─── Given data

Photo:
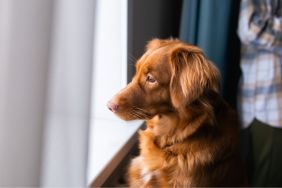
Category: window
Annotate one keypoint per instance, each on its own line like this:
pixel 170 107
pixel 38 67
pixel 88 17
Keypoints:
pixel 110 137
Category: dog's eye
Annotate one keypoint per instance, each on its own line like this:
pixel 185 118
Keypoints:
pixel 150 79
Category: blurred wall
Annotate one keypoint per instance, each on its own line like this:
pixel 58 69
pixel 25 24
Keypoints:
pixel 24 41
pixel 148 19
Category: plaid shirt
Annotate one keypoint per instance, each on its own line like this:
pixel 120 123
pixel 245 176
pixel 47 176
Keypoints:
pixel 260 32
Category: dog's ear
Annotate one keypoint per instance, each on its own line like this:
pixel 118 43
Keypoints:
pixel 192 74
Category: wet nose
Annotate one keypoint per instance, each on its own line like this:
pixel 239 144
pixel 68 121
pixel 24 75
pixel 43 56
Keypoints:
pixel 112 106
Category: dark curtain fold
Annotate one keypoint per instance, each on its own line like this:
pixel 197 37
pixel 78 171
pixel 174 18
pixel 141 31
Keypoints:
pixel 211 25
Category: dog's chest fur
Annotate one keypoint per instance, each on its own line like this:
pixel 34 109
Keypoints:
pixel 168 159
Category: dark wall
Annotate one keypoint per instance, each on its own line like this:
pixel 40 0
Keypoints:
pixel 148 19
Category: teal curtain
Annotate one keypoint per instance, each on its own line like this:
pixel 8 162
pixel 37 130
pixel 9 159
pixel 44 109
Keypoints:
pixel 211 25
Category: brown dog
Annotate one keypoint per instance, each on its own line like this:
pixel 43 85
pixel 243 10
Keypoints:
pixel 192 134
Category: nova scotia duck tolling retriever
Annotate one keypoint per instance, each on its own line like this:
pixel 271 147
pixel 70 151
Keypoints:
pixel 191 136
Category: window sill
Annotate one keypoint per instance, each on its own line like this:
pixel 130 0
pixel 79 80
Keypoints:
pixel 110 141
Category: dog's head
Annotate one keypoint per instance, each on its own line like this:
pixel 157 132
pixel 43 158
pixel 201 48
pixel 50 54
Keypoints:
pixel 169 76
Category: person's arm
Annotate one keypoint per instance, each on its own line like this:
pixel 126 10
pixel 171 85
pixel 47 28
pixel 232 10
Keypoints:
pixel 260 24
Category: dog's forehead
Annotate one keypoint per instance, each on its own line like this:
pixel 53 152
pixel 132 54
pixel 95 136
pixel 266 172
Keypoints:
pixel 156 59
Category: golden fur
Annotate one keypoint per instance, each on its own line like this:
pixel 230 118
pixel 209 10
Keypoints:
pixel 191 137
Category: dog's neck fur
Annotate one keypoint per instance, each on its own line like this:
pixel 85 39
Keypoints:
pixel 173 128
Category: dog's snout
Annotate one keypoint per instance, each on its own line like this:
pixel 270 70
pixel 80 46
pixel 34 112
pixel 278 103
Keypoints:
pixel 112 106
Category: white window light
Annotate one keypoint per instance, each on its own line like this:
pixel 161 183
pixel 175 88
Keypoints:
pixel 110 137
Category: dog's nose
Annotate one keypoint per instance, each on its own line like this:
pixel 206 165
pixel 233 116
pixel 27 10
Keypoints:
pixel 112 106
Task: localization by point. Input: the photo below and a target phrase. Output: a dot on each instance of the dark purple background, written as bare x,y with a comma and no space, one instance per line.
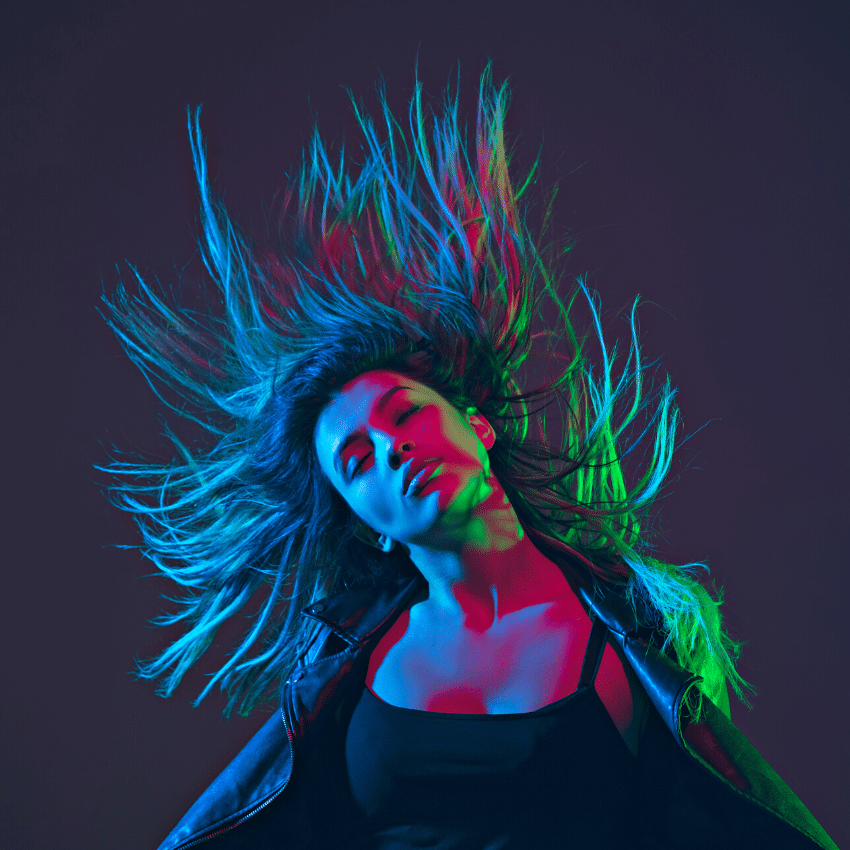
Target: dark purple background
712,140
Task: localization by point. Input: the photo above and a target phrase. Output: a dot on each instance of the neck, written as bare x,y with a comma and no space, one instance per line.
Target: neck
491,571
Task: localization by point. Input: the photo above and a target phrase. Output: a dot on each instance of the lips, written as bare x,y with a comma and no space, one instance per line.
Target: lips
416,468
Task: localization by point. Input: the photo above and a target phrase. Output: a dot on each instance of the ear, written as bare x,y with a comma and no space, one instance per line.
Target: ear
483,429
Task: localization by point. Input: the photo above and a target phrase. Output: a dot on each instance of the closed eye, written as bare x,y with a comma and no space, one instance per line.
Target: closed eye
407,413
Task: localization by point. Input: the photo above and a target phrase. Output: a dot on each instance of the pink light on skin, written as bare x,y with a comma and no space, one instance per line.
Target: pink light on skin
461,531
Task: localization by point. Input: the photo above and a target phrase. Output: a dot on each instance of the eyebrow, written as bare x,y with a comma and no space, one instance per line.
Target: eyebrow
379,408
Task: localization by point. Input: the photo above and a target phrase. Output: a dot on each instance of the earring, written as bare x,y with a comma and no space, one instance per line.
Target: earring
386,544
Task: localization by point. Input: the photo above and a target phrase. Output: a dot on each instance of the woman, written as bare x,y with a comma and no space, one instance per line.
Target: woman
477,646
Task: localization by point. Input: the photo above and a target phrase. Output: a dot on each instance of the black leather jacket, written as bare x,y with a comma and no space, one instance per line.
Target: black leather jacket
702,785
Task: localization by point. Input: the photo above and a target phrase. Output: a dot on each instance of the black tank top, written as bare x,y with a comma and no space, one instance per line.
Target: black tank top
558,777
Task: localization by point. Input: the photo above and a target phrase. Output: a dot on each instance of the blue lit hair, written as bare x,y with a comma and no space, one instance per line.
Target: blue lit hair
419,260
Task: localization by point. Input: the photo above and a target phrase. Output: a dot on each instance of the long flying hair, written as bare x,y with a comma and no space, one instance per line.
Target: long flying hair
420,260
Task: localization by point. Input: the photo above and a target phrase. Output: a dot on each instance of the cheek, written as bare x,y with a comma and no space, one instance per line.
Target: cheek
369,503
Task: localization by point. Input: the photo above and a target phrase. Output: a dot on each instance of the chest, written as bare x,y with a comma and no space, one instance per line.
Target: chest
532,661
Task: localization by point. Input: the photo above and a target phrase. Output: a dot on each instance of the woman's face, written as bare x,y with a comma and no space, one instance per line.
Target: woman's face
379,431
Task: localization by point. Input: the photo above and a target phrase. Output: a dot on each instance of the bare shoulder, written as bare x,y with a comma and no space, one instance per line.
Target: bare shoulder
622,694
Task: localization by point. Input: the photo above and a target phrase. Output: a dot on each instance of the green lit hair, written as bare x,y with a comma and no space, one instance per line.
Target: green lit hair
418,260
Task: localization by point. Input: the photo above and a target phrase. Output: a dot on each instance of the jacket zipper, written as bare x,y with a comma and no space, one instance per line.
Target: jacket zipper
262,805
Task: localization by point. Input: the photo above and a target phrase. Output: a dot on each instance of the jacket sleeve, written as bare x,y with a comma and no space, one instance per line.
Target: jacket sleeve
248,794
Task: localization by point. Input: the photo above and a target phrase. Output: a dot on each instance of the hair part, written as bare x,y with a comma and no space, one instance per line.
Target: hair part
420,261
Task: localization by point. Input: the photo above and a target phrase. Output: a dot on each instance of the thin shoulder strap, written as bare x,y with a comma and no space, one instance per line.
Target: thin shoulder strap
593,653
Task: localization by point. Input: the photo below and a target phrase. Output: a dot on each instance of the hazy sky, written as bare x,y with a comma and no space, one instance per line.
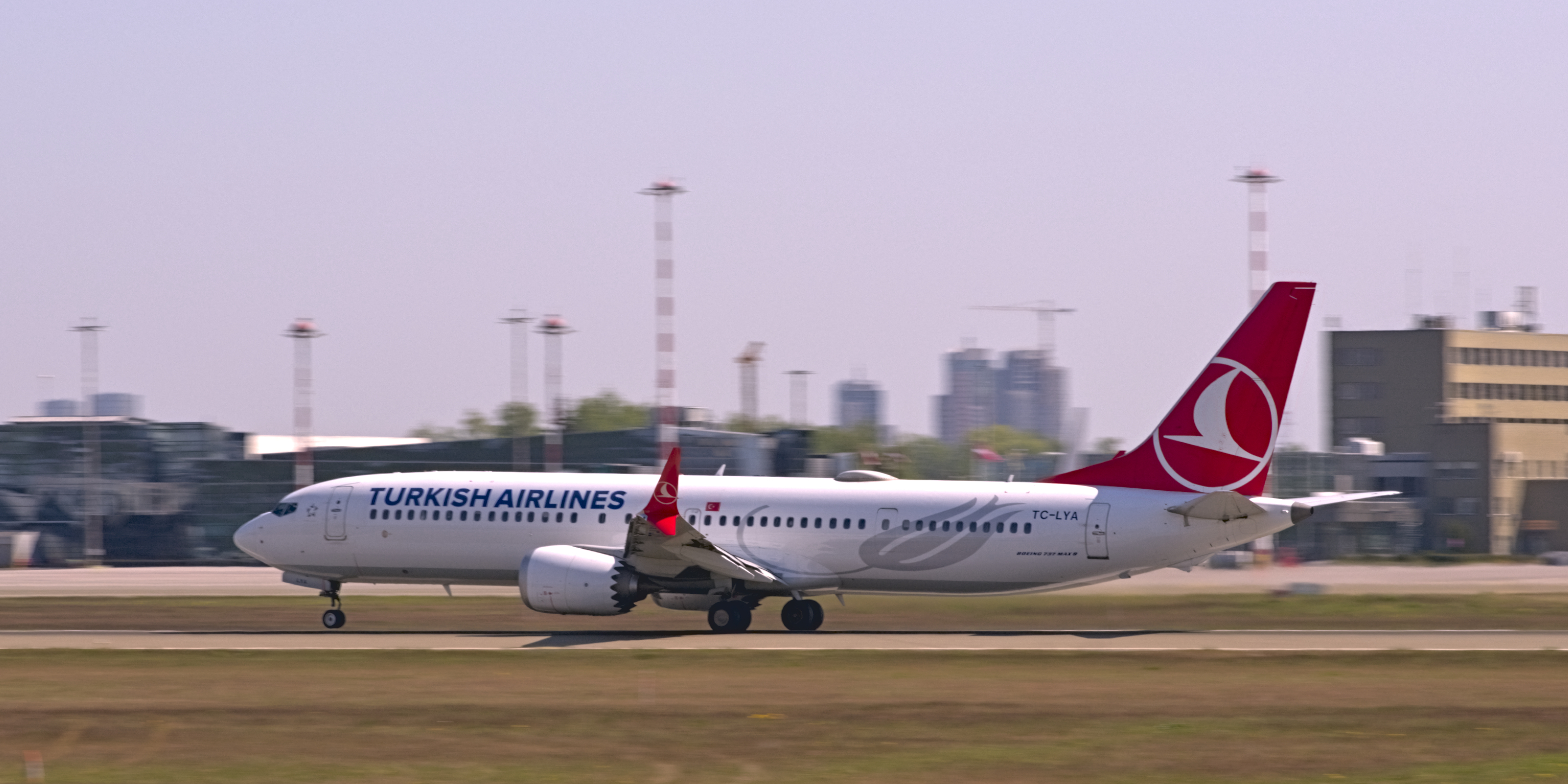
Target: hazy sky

──────

● **Task goal**
Repeat all the material exactly, but keep pictures out of the copy.

● **Task solution**
Photo:
Category: window
Annotate one keypoint per instance, each on its own line like this:
pixel 170 107
pixel 38 67
pixel 88 17
Keypoints:
pixel 110 137
Category: dog's eye
Annotate one keypoint per instance, each on its own line like this:
pixel 185 118
Keypoints:
pixel 150 79
Category: blurred wall
Annotate one keypoint per instance, each on its own line like this:
pixel 58 69
pixel 25 24
Keypoints:
pixel 24 41
pixel 148 19
Category: plaid shirt
Annotate one keypoint per instance, each on its own line like this:
pixel 120 123
pixel 245 176
pixel 47 176
Keypoints:
pixel 260 32
Category: dog's ear
Annotate one keypoint per instance, each on its own line like this:
pixel 118 43
Keypoints:
pixel 192 74
Category: wet nose
Annotate one keypoint per instance, each on its own line like this:
pixel 239 144
pixel 68 121
pixel 24 75
pixel 43 56
Keypoints:
pixel 112 106
Category: dark curtain fold
Annotate one keypoint per instance, each on its own line like this:
pixel 197 37
pixel 78 171
pixel 174 18
pixel 141 31
Keypoints:
pixel 211 25
Category: dog's chest fur
Annotate one keypoint per instance, each on its own line like this:
pixel 34 109
Keypoints:
pixel 168 159
Category: dark wall
Annotate one keypoint per instance, each on its own line like this:
pixel 40 0
Keypoints:
pixel 148 19
Category: teal curtain
Annotate one keypoint per instance, each on its own line like this:
pixel 8 162
pixel 37 130
pixel 9 159
pixel 44 109
Keypoints:
pixel 211 25
Category: brown dog
Annotate one keypoint per instance, each on its own line like this:
pixel 43 85
pixel 243 10
Keypoints:
pixel 192 134
Category: nova scotia duck tolling retriever
Annotate one keypoint per instance, each on its own line like this:
pixel 271 147
pixel 70 151
Keypoints:
pixel 191 136
Category: window sill
Annotate one keypoint per instance, each on its own line like this:
pixel 130 0
pixel 79 80
Keypoints:
pixel 110 141
Category: dog's head
Annotate one keypoint per instance, each on its own line like this:
pixel 157 132
pixel 43 158
pixel 201 48
pixel 50 54
Keypoints:
pixel 169 76
Category: person's arm
Annotate one keypoint per instance, each on its own line like this:
pixel 126 10
pixel 171 85
pixel 47 28
pixel 232 10
Keypoints:
pixel 260 24
Category: dog's forehead
Annotate one keypoint per instance, each on its own line like this:
pixel 53 152
pixel 132 54
pixel 95 136
pixel 266 172
Keypoints:
pixel 156 59
Category: golden fur
Annotate one keypoint per instance, each on its own line like this:
pixel 230 118
pixel 209 10
Keypoints:
pixel 191 137
Category: dog's neck fur
Annotate one keypoint per instance, each on its own line like this:
pixel 85 39
Keypoints:
pixel 173 128
Category: dog's snout
Annotate one keypoint per instance, each on its own line like this:
pixel 270 70
pixel 80 46
pixel 34 112
pixel 278 103
Keypoints:
pixel 112 106
Category: white window light
Annotate one keypoint per instance, each on its own line like this:
pixel 161 183
pixel 175 88
Keypoints:
pixel 110 137
Category: dog's nose
Annotate one keypoint per instance, each on its own line like this:
pixel 206 165
pixel 233 116
pixel 27 10
Keypoints:
pixel 112 106
Task: localization by point. Input: the photo below and a target phrase. Output: a dot on each instance of the dark purple background, written as bare x,y with a comma and no space, one instance per line.
Target: dark purple background
712,140
Task: localization by point. Input: the photo above and a target phrase. Output: a dot on each instance of the neck, written as bare x,y with a comma and no space, one instance per line.
Target: neck
491,571
Task: localization by point. Input: the photo above and a target phrase. Output: a dot on each instance of the lips, written as bare x,y with a comma and no space, one instance per line.
Target: lips
416,468
Task: localization by point. Input: the photo above and a target phrase. Output: a dot on each instance of the ear, written as bare x,y with a comma and no space, one instance per line.
Target: ear
483,429
Task: localization by point. Input: the photo above and a target phrase. Output: a dot on each instance of the closed eye, written as bare x,y with a comma and no space, one instance per line.
Target: closed eye
407,413
Task: localization by point. Input: the photo above and a target phrase. Output: a dot on each instance of the pink light on skin, written as bare x,y with a comma and no space, one instance per line.
Target: pink light on skin
461,531
Task: localization by point. Input: the photo above and a target phrase. Output: a dot on each instance of the eyebrow, written as bare x,y with a comma and no space, one instance per line.
Target: eyebrow
379,408
Task: localization by point. Input: the photo above and a target phrase. Output: a dot on each instance of the earring, written as bare x,y with a comma and no space, one instance per line.
Target: earring
386,544
Task: localization by point. Input: the photo above and a target phrase. Output: a dot on each instance of the woman, written as bare x,y with a comma and no space, one instance per line.
Target: woman
477,646
Task: localization by point. Input: the photo above and a target phrase. Output: a dot on each instance of the black leather jacket, written as bare x,y with a comma and no space, one instance per line.
Target: black leather jacket
702,785
Task: localization by point. Input: the photo above and a target phrase. Output: a dot on each instance of the black tank top, written as bare x,y with a comma and no space, one instance per line.
Target: black tank top
558,777
Task: localization by point. Input: the photo above and a target phrase. Output: a dot on each instance of the blue lit hair, written as bare x,y with a comma and no space, one instance per line.
Target: blue lit hair
419,260
Task: localization by point. Input: the photo above and a target phrase. Output: a dot on each instance of the long flying hair, written as bare x,y with a comma and no space, one instance per line.
Target: long flying hair
420,260
Task: localization by point. Input: the photo above and a target phrase. Output: a dot on each instance of the cheek, written as bare x,y with a comma and no space, one instance per line.
Target: cheek
369,503
Task: localization by point. Input: the photo above and a target phrase. Output: a dot on each instance of the chest, written as bare x,y with a comma and no space, one instance per line.
Target: chest
532,661
Task: localization by point. Input: the photo above and a target phrase. Output: a dot on each instance of the woman's face, written as bare x,y with a comma and no space, one instance per line.
Target: woman's face
379,431
Task: localization by point. Input: the photo above and a target phrase. Output: a dot on each instance of the bare shoulder, written as bare x,y with a comma and no space, one instance per line.
Target: bare shoulder
622,694
Task: localization by point. Input: the photo above and a target phrase. Output: a dot on each instance of the green lit hair, written as bare x,y with a comma and no space, one instance per line.
Target: green lit hair
418,260
Task: localization by point. Input: the photo above and a target phrase. Output: a dot on each instance of the jacket zipper, written as bare x,y with a comma and no space, one instance per line.
Target: jacket zipper
262,805
Task: localization by point. Input: the photo above and a target phrase. Output: a dot on each instance of the jacket sleeve, written as bare x,y with a comma and no space, one instance per line.
Target: jacket sleeve
248,794
Task: localization by point. Input: the photo above and a target phrase. Output: a dot on each instance of the hair part, written as bare x,y with a comma and no space, one instance per line.
Target: hair part
420,261
Task: localization by point. Input: the photo above and a target phrase. Output: a dot on each instance of the thin shoulder strap, written as bare x,y with a comma and no space, one instance per line.
Target: thin shoulder strap
593,653
Task: localization by point. Input: the photo below and a target phrase. Output: a dot on each instance of the hazy sky, written as bare x,y with a comma and no space, one instance per line.
Target: hazy sky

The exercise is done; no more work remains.